Major General Nikolai Antoshkin was transferred to Moscow in 1989, promoted to colonel general, and eventually founded the first Russian aerobatic display team. As commander of the frontline aviation units of the Russian Federation, he oversaw airborne operations during the war in Chechnya. He retired from the air force in 1998, and in 2002 became chairman of the Society for Heroes of the Soviet Union. In 2014, Antoshkin was elected to the State Duma as a member of the ruling United Russia party.
Hans Blix retired as the director general of the IAEA in 1997. Three years later he was recalled to the United Nations to serve as the leader of the UN Monitoring, Verification, and Inspection Commission, charged with overseeing Iraqi compliance with its obligations to rid itself of weapons of mass destruction. In February 2003, his commission concluded that there were no such weapons in Iraq; a US-led force of more th
an 125,000 troops nevertheless invaded the country the following month. Shortly afterward, Blix left the UN for good.
Lev Bocharov, chief engineer of the third shift of Sredmash US-605, reported on the integrity of the Sarcophagus until the fall of the Soviet Union. In 1996, he was part of a Russian group that submitted their own plans for a replacement structure to the president of Ukraine, but which were rejected in favor of the European proposals. Twenty years later, he remained sprightly at eighty-one, living with his wife in a large house he designed himself in Zvenigorod, to the west of Moscow.
Alexander Borovoi continued to oversee the exploration and monitoring inside the Sarcophagus for almost twenty years after the accident and eventually located all but 5 percent of the missing fuel inside the building. He helped devise the original concept for the New Safe Confinement project and has since dedicated himself to cataloging and preserving the documentary record and practical lessons of Chernobyl.

### Dataset entries:
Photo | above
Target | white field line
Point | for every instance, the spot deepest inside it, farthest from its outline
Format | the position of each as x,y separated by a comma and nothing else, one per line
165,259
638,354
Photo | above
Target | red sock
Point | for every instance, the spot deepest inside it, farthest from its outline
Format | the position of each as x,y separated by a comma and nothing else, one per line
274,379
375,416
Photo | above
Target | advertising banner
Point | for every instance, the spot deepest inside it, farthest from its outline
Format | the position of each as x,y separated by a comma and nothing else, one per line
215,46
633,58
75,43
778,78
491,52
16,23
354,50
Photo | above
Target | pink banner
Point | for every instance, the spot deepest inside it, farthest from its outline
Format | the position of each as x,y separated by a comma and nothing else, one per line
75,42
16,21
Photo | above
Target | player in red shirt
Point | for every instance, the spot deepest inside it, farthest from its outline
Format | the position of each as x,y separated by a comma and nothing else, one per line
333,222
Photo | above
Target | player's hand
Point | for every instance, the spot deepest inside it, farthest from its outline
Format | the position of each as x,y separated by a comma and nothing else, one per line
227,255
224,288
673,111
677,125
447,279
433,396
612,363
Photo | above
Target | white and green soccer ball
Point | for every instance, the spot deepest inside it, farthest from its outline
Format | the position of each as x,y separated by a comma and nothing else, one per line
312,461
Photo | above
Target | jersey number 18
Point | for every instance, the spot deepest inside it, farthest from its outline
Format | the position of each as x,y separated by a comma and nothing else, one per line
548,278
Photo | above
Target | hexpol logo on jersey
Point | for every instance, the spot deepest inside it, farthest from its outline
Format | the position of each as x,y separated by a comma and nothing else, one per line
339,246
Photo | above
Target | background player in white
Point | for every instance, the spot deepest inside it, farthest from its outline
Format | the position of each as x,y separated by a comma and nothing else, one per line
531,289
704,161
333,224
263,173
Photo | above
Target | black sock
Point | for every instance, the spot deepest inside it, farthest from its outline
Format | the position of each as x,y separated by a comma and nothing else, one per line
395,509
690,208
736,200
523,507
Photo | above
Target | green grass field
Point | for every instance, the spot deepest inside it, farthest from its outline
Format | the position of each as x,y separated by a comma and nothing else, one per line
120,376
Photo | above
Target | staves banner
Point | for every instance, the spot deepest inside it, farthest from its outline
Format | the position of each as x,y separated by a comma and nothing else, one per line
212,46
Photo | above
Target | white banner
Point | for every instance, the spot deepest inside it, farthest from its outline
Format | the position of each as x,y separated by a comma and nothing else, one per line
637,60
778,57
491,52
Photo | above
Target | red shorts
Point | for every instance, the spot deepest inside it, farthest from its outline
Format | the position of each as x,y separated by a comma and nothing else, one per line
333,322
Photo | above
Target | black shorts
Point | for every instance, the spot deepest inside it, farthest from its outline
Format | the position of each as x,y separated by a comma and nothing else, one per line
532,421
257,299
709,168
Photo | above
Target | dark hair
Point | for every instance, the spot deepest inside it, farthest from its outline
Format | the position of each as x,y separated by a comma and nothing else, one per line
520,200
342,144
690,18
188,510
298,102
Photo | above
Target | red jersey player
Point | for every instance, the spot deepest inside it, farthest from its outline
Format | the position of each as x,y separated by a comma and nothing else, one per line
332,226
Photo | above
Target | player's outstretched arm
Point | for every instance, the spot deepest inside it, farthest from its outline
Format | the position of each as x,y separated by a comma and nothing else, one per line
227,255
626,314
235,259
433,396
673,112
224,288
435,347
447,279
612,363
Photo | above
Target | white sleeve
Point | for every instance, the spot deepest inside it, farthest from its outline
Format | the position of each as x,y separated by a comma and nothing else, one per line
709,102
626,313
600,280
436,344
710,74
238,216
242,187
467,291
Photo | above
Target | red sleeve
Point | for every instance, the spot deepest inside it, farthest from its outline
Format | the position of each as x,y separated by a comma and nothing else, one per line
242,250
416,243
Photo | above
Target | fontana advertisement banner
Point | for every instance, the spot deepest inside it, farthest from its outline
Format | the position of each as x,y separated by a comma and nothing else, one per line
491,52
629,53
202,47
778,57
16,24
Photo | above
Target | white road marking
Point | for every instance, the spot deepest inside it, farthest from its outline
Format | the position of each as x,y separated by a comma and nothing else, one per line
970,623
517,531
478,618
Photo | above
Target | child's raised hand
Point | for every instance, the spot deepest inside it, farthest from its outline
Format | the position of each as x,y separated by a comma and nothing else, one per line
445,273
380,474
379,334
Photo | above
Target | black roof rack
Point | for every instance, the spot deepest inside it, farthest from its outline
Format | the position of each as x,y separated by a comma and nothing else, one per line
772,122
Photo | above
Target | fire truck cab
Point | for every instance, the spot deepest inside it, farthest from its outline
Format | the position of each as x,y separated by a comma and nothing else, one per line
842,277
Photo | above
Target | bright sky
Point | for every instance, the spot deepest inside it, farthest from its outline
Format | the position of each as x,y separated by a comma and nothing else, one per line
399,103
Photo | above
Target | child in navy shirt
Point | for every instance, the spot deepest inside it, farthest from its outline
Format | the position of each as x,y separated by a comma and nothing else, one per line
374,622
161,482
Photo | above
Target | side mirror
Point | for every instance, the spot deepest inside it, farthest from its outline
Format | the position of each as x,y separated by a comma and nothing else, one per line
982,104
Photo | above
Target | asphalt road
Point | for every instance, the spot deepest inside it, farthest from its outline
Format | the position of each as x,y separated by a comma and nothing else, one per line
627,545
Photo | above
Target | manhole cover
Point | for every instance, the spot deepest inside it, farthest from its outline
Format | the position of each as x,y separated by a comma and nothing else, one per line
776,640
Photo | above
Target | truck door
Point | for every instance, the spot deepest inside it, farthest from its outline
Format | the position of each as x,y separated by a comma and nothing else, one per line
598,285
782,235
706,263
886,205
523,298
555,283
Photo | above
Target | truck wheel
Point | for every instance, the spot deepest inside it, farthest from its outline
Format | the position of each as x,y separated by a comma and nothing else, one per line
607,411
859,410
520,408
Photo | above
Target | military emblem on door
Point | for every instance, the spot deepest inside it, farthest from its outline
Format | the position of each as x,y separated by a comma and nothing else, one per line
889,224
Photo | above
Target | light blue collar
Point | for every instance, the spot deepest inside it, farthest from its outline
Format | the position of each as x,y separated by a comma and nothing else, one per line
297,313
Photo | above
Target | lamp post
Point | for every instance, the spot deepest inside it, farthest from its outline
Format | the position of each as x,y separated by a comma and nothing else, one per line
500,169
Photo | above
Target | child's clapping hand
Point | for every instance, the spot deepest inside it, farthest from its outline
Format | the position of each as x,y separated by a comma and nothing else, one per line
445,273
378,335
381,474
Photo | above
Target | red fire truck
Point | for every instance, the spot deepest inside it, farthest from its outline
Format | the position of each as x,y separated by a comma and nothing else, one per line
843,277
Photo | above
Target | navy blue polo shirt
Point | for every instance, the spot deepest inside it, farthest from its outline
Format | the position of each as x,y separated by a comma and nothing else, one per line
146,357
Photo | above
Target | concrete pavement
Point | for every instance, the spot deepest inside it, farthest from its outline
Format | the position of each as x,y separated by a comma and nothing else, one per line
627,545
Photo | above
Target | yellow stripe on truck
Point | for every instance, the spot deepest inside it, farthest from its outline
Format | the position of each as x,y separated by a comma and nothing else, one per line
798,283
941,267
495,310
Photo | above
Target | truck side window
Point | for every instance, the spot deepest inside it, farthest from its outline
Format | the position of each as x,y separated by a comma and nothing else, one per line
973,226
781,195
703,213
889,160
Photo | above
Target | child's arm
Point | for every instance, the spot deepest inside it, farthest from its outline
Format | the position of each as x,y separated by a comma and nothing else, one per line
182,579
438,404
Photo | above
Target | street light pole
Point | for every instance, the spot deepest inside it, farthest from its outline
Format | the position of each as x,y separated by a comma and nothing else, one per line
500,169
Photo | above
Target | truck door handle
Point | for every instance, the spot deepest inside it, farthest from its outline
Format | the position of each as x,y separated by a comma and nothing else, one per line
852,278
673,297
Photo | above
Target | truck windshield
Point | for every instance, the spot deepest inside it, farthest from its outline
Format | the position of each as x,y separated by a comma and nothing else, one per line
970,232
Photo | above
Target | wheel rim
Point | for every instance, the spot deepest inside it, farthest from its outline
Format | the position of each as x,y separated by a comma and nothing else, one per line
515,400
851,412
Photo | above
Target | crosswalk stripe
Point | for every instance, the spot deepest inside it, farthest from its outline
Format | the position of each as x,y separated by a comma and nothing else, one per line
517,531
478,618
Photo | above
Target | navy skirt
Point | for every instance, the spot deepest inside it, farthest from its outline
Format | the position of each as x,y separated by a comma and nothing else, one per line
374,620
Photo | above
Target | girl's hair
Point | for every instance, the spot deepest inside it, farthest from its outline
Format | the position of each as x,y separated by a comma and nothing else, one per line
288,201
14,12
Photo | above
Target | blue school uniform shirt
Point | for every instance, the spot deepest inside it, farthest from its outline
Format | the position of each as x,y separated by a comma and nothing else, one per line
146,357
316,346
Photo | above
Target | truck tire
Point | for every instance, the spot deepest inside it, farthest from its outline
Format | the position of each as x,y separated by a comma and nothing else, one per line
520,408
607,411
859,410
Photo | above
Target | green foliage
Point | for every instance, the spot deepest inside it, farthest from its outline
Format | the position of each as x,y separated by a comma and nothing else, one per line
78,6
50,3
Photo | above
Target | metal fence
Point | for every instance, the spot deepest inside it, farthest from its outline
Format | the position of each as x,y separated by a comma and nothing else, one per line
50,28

### Tasks to complete:
(1) Copy the section of the biographical notes that opens with the words containing "Hans Blix retired" and closes with "UN for good.".
(2) Summarize the biographical notes in two sentences.

### Responses by item number:
(1)
Hans Blix retired as the director general of the IAEA in 1997. Three years later he was recalled to the United Nations to serve as the leader of the UN Monitoring, Verification, and Inspection Commission, charged with overseeing Iraqi compliance with its obligations to rid itself of weapons of mass destruction. In February 2003, his commission concluded that there were no such weapons in Iraq; a US-led force of more th
an 125,000 troops nevertheless invaded the country the following month. Shortly afterward, Blix left the UN for good.

(2) Nikolai Antoshkin commanded Russia's frontline aviation during the war in Chechnya, later chaired the Society for Heroes of the Soviet Union, and was elected to the State Duma in 2014. Hans Blix led the UN commission that concluded in 2003 that Iraq had no weapons of mass destruction, while Lev Bocharov reported on the Sarcophagus and Alexander Borovoi located all but 5 percent of its missing fuel and helped devise the New Safe Confinement concept.